### Work instructions
When the line with "Example prompt: apartment building" is found, repeat it and all lines that follow it exactly, stopping at the end of the listing.

### Data for processing
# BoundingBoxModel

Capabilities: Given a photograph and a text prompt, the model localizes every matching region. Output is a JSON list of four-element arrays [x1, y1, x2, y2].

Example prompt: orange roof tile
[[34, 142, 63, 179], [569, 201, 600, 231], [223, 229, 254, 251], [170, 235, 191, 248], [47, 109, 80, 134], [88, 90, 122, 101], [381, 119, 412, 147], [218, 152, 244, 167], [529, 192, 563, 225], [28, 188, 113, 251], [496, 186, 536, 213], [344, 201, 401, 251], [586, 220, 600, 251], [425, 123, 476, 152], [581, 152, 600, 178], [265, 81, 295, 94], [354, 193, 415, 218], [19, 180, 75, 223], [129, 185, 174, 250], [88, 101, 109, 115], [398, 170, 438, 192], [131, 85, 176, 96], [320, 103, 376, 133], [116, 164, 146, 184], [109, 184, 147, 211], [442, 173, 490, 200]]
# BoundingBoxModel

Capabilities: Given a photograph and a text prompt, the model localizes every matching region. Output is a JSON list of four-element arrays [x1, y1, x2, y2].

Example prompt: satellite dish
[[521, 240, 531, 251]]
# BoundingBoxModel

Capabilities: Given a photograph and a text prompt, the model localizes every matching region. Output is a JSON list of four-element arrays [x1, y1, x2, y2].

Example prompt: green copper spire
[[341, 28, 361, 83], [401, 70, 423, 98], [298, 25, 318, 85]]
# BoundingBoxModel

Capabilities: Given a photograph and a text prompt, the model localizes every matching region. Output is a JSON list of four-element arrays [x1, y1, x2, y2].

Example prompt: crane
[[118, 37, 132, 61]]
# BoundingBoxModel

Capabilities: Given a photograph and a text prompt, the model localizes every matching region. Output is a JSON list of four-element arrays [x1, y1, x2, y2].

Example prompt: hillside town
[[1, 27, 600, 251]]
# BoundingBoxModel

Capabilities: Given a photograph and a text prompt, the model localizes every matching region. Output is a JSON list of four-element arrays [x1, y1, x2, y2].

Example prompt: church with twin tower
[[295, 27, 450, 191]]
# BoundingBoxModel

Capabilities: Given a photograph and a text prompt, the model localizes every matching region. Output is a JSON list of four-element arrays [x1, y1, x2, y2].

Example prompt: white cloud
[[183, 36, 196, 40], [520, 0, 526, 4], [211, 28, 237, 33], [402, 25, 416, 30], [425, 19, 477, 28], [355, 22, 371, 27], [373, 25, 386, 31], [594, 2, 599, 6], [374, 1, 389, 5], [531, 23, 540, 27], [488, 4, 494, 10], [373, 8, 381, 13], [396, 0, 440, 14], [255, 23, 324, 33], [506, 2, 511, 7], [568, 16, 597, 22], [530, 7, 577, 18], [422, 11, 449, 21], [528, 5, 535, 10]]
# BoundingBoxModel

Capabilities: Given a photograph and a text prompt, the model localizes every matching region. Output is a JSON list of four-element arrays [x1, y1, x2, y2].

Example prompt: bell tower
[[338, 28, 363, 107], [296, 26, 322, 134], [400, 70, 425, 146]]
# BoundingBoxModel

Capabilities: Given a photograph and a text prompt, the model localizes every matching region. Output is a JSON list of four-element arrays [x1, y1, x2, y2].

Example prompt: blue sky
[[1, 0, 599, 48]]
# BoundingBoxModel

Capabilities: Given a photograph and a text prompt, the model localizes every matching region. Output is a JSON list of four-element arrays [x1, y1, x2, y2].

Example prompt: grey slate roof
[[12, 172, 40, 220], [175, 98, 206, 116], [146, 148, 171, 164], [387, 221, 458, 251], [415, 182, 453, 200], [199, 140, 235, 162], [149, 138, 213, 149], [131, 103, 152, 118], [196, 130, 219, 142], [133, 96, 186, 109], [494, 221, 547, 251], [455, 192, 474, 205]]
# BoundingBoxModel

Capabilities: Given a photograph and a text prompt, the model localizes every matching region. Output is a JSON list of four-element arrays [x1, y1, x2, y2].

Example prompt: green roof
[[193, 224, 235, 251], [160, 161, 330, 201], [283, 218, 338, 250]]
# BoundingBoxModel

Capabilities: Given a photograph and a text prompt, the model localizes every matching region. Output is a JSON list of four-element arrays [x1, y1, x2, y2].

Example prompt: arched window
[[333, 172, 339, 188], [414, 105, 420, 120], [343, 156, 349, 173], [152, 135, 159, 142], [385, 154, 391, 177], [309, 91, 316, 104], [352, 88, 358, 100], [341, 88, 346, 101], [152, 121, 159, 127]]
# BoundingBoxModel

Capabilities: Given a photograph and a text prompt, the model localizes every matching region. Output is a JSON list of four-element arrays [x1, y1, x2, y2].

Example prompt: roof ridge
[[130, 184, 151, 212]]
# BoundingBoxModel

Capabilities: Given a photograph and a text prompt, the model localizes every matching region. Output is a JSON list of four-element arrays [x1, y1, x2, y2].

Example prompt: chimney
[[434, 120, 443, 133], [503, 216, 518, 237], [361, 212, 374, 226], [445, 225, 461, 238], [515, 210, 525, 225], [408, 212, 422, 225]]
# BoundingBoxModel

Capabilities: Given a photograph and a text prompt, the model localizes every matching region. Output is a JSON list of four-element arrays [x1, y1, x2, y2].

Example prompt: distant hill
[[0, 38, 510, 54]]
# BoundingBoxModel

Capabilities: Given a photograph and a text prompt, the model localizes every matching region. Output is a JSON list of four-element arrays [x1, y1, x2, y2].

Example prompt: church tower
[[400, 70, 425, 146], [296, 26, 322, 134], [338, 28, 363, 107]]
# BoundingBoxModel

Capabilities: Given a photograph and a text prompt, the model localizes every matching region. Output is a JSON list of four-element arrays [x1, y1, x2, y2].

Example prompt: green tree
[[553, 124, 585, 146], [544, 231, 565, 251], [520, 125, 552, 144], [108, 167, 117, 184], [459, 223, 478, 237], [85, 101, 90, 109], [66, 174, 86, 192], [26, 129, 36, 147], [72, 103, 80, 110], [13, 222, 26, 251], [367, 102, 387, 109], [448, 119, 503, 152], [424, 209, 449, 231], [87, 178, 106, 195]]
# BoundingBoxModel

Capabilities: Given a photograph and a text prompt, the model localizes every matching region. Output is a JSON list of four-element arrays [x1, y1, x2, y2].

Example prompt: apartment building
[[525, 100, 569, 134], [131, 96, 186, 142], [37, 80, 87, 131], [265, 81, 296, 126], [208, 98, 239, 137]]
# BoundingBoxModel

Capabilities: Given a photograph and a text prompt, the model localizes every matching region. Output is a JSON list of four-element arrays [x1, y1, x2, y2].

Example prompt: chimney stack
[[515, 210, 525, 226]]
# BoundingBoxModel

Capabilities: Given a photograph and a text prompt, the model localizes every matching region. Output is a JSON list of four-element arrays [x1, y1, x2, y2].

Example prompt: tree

### Solution below
Example prompt: apartment building
[[525, 100, 569, 134], [131, 96, 186, 142], [37, 80, 87, 131], [265, 81, 296, 126], [208, 98, 239, 137]]
# BoundingBoxModel

Capabilities: Given a photograph and a text prompt, the model localizes every matching region. Output is a JSON list of four-element arrays [x1, y1, x2, y2].

Example prompt: chimney stack
[[515, 210, 525, 226]]
# BoundingBoxModel

Capabilities: Given a photograph and a text prompt, the model localizes every matching region. Output is a JSON list of four-element arrays [x1, y1, x2, y2].

Example prompt: tree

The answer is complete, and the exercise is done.